> **TEXTAUSZUG**
• • • • •

Arlon ist das, was man im zweieinhalb Autostunden entfernten Brüssel eine Schlafstadt nennt. Kaum ein Mensch kennt diesen Ort. Es ist ein Ort, der keinerlei internationalen Ruf hat, den er verlieren könnte. Von den knapp 25000 Einwohnern pendelt ein großer Teil zur Arbeit ins benachbarte Großherzogtum Luxemburg, nur wenige arbeiten dagegen im 30 Kilometer entfernten Trier. In der Innenstadt rund um den Großen Markt verlaufen sich tagsüber ein paar Menschen. Um von der Stille abzulenken, beschallen die Geschäftsleute die Einkaufsstraßen mit den Beatles und Yves Montand. Mit der Ruhe wird es allerdings bald vorbei sein: Für das Verfahren haben sich 1200 Journalisten aus aller Welt akkreditiert. Die Anwälte der Opfer und der Verteidigung wollen 600 Zeugen aufbieten. Das macht einen Prozessteilnehmer auf 14 Einwohner. Zudem will Brüssel eine Hundertschaft zusätzlicher Polizisten entsenden, um für Sicherheit zu sorgen.

• • • • •

> **BEREITGESTELLTE ANGABEN**

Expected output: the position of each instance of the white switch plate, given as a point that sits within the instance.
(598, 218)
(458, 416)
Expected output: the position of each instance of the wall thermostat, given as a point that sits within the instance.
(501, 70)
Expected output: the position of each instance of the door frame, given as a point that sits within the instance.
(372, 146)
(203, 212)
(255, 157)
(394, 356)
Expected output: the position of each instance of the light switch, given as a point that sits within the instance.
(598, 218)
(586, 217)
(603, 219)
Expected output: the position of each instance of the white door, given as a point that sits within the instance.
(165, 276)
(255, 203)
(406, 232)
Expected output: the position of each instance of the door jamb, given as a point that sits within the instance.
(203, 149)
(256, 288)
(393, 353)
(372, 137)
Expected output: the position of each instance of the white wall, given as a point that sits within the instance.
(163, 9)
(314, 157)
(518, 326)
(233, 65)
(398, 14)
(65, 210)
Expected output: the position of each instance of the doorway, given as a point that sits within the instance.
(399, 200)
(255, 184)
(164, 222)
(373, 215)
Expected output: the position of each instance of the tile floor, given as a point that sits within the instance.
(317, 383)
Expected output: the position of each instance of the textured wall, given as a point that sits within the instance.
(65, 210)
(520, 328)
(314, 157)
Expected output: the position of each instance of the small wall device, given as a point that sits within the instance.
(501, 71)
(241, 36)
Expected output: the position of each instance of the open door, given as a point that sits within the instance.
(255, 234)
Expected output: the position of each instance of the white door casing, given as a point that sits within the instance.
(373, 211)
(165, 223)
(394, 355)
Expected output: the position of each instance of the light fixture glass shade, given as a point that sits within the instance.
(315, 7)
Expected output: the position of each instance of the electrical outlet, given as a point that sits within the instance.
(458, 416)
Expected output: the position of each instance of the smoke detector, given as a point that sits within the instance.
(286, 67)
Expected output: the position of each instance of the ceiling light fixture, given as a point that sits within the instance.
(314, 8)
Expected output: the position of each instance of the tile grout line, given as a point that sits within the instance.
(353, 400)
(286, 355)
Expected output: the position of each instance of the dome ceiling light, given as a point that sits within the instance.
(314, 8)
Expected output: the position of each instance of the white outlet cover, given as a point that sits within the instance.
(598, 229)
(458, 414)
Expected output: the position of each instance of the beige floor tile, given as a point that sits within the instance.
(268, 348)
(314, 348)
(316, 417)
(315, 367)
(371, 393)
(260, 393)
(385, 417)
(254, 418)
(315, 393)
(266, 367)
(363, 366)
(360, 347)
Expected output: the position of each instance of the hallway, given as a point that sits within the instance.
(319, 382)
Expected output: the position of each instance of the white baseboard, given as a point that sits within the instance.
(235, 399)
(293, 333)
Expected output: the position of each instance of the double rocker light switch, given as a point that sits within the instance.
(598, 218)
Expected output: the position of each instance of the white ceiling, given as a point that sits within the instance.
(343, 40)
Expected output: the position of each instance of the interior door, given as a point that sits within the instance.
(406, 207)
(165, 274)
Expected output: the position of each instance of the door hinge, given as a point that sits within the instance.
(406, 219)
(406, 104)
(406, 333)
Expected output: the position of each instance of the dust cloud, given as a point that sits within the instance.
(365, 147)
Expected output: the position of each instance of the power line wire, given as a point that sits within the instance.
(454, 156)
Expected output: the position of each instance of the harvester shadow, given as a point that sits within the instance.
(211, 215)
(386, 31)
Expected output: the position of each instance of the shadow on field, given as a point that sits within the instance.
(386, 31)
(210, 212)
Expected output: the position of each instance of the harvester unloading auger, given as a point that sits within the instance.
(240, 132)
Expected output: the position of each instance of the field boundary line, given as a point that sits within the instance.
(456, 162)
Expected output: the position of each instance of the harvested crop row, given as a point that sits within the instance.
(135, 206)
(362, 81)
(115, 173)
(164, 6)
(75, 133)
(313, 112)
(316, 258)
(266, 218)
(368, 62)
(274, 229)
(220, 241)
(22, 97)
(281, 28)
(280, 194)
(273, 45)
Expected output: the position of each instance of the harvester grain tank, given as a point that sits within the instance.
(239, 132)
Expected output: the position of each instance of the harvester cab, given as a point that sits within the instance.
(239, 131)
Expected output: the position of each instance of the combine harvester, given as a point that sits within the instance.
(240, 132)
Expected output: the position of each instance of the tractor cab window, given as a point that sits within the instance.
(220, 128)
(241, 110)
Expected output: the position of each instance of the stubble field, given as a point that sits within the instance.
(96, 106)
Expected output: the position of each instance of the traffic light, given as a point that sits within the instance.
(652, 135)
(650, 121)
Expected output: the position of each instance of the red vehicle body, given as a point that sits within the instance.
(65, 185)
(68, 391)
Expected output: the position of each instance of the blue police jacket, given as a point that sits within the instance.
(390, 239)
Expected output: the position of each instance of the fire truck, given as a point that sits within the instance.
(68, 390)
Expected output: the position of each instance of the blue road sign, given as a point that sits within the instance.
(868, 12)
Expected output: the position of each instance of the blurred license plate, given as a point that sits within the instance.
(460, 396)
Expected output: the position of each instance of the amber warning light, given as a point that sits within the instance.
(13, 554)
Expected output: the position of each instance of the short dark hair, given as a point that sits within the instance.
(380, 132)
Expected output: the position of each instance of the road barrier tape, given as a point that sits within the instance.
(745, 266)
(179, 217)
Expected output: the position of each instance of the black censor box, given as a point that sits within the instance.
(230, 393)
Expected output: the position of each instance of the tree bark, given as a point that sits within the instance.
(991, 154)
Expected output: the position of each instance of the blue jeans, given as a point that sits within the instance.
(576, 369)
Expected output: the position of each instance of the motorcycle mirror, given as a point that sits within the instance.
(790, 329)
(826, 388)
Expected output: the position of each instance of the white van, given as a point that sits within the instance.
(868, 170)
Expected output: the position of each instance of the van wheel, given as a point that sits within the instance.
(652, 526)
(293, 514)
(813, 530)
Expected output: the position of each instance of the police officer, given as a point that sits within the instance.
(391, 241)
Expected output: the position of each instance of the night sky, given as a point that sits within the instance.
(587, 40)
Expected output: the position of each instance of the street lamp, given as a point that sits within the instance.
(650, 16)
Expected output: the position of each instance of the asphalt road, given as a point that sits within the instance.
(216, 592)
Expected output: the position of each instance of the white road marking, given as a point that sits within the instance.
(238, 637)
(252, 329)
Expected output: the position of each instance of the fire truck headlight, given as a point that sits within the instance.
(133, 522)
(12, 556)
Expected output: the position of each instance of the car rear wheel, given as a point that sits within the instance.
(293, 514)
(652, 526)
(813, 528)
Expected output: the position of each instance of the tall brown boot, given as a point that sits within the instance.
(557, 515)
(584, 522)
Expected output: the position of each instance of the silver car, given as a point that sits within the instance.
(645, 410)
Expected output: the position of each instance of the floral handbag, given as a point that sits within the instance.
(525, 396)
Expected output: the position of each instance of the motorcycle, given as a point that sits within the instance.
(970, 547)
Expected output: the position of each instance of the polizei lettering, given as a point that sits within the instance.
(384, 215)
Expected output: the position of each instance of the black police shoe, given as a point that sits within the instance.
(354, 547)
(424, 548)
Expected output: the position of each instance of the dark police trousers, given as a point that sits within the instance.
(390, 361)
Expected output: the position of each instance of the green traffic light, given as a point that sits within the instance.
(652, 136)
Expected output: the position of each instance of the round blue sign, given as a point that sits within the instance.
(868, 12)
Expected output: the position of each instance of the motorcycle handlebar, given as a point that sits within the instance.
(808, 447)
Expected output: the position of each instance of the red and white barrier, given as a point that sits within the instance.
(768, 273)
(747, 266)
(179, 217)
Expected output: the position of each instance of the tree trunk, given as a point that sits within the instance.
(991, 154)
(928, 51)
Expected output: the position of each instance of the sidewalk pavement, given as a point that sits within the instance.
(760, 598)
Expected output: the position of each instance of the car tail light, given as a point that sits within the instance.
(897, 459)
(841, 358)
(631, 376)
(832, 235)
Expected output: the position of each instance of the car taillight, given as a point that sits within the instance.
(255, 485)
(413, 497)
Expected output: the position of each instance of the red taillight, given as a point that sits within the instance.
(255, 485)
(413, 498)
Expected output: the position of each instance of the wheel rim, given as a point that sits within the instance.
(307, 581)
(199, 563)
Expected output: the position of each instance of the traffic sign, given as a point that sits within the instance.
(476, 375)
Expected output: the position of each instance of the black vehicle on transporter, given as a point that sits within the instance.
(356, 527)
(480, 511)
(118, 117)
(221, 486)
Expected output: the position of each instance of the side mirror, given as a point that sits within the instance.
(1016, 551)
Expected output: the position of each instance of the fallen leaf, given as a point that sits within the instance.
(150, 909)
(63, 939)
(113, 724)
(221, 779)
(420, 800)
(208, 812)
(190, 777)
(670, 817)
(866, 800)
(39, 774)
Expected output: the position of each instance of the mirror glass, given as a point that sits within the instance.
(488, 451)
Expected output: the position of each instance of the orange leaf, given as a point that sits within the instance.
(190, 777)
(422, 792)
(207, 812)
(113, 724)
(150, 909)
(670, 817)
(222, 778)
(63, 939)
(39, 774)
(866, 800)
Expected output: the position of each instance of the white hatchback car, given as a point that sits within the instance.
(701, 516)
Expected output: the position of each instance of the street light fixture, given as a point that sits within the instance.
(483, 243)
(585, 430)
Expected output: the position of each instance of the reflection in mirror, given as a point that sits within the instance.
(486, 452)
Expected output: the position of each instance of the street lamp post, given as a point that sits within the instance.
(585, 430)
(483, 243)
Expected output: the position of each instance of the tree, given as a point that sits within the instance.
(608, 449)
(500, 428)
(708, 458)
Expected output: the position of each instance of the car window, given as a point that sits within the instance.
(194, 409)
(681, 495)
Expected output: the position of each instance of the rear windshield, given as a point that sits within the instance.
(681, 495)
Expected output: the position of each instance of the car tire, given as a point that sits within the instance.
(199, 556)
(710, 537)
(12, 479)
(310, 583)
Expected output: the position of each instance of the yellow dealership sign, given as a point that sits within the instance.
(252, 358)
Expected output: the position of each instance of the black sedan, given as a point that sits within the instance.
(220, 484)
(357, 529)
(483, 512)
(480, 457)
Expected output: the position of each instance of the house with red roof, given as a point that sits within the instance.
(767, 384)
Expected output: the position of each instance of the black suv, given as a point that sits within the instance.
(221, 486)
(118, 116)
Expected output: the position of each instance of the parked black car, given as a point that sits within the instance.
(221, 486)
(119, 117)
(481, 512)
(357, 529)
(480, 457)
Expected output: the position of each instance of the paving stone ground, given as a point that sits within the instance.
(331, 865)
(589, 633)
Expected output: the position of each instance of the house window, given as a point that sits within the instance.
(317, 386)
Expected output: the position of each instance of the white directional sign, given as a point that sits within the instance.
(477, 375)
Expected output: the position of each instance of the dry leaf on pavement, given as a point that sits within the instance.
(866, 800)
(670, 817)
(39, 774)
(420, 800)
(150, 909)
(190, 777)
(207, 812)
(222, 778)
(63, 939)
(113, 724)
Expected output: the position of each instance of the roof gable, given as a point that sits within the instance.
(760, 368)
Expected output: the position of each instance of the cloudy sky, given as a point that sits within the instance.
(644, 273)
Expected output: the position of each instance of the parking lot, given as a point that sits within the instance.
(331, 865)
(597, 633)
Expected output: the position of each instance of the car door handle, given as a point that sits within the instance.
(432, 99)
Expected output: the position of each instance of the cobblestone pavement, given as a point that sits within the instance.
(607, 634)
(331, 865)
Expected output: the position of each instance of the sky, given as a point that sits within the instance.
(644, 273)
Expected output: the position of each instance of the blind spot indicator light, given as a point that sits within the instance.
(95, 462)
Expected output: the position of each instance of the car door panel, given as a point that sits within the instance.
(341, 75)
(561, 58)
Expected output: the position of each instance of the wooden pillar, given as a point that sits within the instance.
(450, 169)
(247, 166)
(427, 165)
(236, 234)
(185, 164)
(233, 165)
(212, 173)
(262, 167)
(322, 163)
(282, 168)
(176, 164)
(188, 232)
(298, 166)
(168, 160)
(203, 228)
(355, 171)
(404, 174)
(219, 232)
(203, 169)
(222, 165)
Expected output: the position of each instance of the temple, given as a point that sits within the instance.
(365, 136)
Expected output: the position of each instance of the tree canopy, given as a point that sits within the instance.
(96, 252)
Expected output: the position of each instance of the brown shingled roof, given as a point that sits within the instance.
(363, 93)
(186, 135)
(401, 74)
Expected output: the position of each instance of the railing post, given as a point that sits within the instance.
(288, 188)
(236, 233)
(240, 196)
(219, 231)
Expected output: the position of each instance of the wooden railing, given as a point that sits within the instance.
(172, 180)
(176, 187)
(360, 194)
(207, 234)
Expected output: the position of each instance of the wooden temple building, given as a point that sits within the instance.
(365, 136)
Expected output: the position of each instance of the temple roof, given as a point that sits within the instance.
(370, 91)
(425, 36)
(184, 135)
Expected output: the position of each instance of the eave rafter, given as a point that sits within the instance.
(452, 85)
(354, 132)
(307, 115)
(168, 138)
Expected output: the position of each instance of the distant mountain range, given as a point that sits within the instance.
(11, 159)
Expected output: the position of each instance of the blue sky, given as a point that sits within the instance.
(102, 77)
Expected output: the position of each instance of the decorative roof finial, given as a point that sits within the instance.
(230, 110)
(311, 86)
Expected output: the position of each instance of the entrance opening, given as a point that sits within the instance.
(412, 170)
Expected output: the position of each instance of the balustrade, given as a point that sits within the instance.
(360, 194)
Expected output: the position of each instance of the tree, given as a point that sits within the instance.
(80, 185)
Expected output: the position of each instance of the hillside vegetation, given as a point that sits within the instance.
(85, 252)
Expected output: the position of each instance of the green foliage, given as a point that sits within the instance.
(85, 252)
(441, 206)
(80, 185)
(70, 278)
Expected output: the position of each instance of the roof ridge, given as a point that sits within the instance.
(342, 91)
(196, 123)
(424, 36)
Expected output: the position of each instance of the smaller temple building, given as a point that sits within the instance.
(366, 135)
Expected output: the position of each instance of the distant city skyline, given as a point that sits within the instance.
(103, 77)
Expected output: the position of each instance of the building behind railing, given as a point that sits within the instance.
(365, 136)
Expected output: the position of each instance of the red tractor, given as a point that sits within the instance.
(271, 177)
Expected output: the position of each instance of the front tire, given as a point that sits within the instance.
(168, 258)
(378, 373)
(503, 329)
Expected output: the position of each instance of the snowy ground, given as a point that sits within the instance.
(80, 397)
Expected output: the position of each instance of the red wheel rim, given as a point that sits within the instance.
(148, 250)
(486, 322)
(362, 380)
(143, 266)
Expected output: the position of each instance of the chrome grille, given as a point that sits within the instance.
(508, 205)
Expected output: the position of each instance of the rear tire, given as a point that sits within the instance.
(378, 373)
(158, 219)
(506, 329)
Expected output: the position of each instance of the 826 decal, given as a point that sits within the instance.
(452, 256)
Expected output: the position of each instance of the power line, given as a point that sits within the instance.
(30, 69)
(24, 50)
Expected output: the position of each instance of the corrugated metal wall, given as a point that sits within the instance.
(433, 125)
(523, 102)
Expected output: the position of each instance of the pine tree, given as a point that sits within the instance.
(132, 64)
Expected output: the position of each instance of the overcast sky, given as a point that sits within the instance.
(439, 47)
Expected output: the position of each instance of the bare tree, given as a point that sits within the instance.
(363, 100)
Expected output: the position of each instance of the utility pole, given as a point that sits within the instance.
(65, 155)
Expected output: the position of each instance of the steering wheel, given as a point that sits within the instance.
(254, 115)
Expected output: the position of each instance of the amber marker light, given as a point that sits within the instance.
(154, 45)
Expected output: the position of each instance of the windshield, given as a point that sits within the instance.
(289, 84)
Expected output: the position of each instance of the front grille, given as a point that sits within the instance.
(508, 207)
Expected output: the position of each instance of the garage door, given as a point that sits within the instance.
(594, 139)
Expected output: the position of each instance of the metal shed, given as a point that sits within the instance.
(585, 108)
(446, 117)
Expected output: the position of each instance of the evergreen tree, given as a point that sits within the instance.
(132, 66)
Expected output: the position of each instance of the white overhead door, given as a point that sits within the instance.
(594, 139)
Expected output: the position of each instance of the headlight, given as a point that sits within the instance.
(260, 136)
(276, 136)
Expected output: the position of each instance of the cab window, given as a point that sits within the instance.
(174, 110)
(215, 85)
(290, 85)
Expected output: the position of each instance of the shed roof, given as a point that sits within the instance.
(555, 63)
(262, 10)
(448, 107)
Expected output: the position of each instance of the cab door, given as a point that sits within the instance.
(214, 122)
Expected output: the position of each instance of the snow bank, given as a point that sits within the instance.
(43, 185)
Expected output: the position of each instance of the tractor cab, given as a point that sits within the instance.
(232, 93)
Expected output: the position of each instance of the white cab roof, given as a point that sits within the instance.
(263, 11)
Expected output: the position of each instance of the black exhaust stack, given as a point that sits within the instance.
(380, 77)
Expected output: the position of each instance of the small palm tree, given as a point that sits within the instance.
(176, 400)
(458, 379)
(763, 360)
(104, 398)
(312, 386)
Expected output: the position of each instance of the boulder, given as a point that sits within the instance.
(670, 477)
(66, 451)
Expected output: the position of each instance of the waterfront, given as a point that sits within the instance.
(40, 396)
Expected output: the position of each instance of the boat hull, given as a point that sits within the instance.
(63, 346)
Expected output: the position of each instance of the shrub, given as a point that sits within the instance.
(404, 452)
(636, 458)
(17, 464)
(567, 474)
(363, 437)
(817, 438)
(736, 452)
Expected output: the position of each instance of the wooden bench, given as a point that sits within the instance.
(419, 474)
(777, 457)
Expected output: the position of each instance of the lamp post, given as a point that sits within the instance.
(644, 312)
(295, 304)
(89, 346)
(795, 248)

• • • • •

> **ARBEITSAUFTRAG A**
Prüfen Sie für jede der folgenden Aussagen, ob sie mit dem Text über Arlon übereinstimmt. Antworten Sie jeweils mit Ja oder Nein und zitieren Sie die entscheidenden Worte des Textes wörtlich: (i) Arlon hat knapp 25000 Einwohner. (ii) Ein großer Teil der Einwohner pendelt zur Arbeit nach Trier. (iii) Für das Verfahren haben sich 1200 Journalisten akkreditiert.
> **ARBEITSAUFTRAG B**
Übersetzen Sie diesen Satz aus dem Text über Arlon ins Englische: „Um von der Stille abzulenken, beschallen die Geschäftsleute die Einkaufsstraßen mit den Beatles und Yves Montand.“
> **ARBEITSAUFTRAG C**
Knüpfen Sie an den letzten Satz des Textes über Arlon an und schreiben Sie den Text weiter.

> **ANTWORTFELD A**
(i) Ja: „Von den knapp 25000 Einwohnern“
(ii) Nein: „nur wenige arbeiten dagegen im 30 Kilometer entfernten Trier“
(iii) Ja: „Für das Verfahren haben sich 1200 Journalisten aus aller Welt akkreditiert.“

> **ANTWORTFELD B**
To distract from the silence, the shopkeepers fill the shopping streets with the sound of the Beatles and Yves Montand.

> **ANTWORTFELD C**
„Arlon hat diesen Prozess nicht gewollt", sagt Tourismusstadtrat Henri Bosseler. „Und seien Sie versichert, dass wir daraus keinen Profit schlagen werden. Das ist eine Frage der Würde", betont der 66-Jährige. Gerüchten zufolge hat ein belgischer Fernsehsender 25000 Euro für ein Apartment geboten, um über den Prozess berichten zu können. Die 55 Hotelzimmer am Ort sind schon seit Monaten ausgebucht. Arlon hat sehr wohl einen Ruf zu verlieren, betont Bosseler. Gerade erst hat die belgische Stiftung Warentest den Ort zur saubersten Stadt der französischsprachigen Provinz Wallonien gekürt. Zwar verdankt Arlon dies dem Kampf gegen Hundehaufen und aufplatzende Müllsäcke, aber Bosseler will diesen Rang auch in moralischer Hinsicht erhalten. „Arlon hat mit diesem Prozess nichts zu tun", beharrt er.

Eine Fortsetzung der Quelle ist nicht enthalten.